While it may be difficult for us to imagine or remember, many people aren’t comfortable around dogs. For those people, behaviors that dog lovers find charming might be seen as an assault! Even among dog lovers, opinions vary widely when it comes to the behaviors that we find acceptable from our own and other people’s dogs.

Dogs and dog owners can lose access to enjoyable places due to the thoughtless actions of others. As dog lovers, we share a responsibility to be ambassadors for thoughtful, responsible dog ownership. Practice polite dog owner etiquette and be mindful of the following.

1. Control your dog.

If good fences make good neighbors, leashes can help make good dog walkers! It’s important to understand that not everybody wants to meet your dog, no matter how friendly he is. Even leashed dogs, large or small, can be seen as a threat by people who are afraid of dogs.

A dog who is leashed but who appears agitated or stronger than his handler, or who is being allowed by his owner to wander across the sidewalk at the end of a long leash (or, horrors, one of those retractable leashes that allows him to extend his reach to an unpredictable distance), may appear as a terrifying threat to a mom who is taking her newborn baby out in a stroller for the first time, or an elderly person who is fragile or already having trouble with balance.

Some owners may feel justified in allowing their super-friendly, calm dogs to accompany them in public off leash. People should not have to deal with an off-leash dog, no matter how friendly, who has invited himself to their lakeside picnic or was drawn to greet their bike-riding child. Loose dogs can be especially frustrating for fellow dog owners who are out with their leashed dogs. Dogs on a leash often react unfavorably to greetings from loose dogs, specifically because they are on a leash and lack the ability to respond as they see fit to the incursion.

Keep in mind that, often, a leashed dog is leashed because he doesn’t get along well with others! The unexpected and/or uninvited approach by a loose dog can instantly create a major (and completely unfair!) training setback for that dog and his owner, and in extreme cases, puts everyone at hand at risk for a bite.

__Exercise aim__: Pick up the text on dog owner etiquette after its last sentence and keep writing it. The material that comes next has no connection to the text on dog owner etiquette.

__Dataset excerpt__:
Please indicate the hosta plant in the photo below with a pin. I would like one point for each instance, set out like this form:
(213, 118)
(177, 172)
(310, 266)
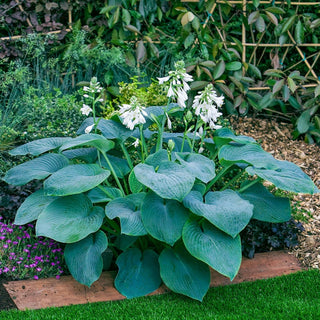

__Answer below__:
Even if the leashed dog isn’t offended by the visiting dog, many dogs become overly excited by the unexpected encounters. This creates a situation that is difficult for the owner to manage, and the dog-to-dog contact inadvertently rewards the leashed dog’s over-excited behavior.

What you can do: Abiding by leash laws is the best way to ensure that your dog does not invite himself into situations where he is not welcome. When your dog is off-leash, either because you’re in an open area where off-leash activity is allowed, or because you’ve turned a blind eye to posted leash laws (and we’re certainly not advocating for the latter, but we see it happen), it is your responsibility to make absolutely certain that your dog does not approach, chase, or in any way become a nuisance to any other human, canine, or area wildlife.

Call your dog to you as people with leashed dogs (or dog-less people) approach, and have him wait calmly as fellow outdoor enthusiasts pass by. If you see that your dog’s off-leash activity is creating a difficult distraction for someone with leashed dogs, consider moving to another area, taking a play break, or leash your dog. Simple courtesy goes a long way toward helping dogs and dog owners develop and maintain a shining reputation.

dog etiquette

2. Pick the spots where Spot marks.

It goes without saying that picking up after your dog is a basic tenet of responsible dog ownership. But “bagging the business” is just the beginning when it comes to polite toilet practices while in public.

What you can do: First, if you have a yard of your own, encourage your dog to eliminate at home before heading out on a walk.

When enjoying a suburban neighborhood walk with your canine companion, consider limiting his potty-area access to the strip of dirt or grass often found between the street and the sidewalk. Refrain from letting him wander freely at the end of his leash on front yards and any other private property. (I’ve watched owners watch their dogs venture on retractable leashes all the way up to someone’s front door!)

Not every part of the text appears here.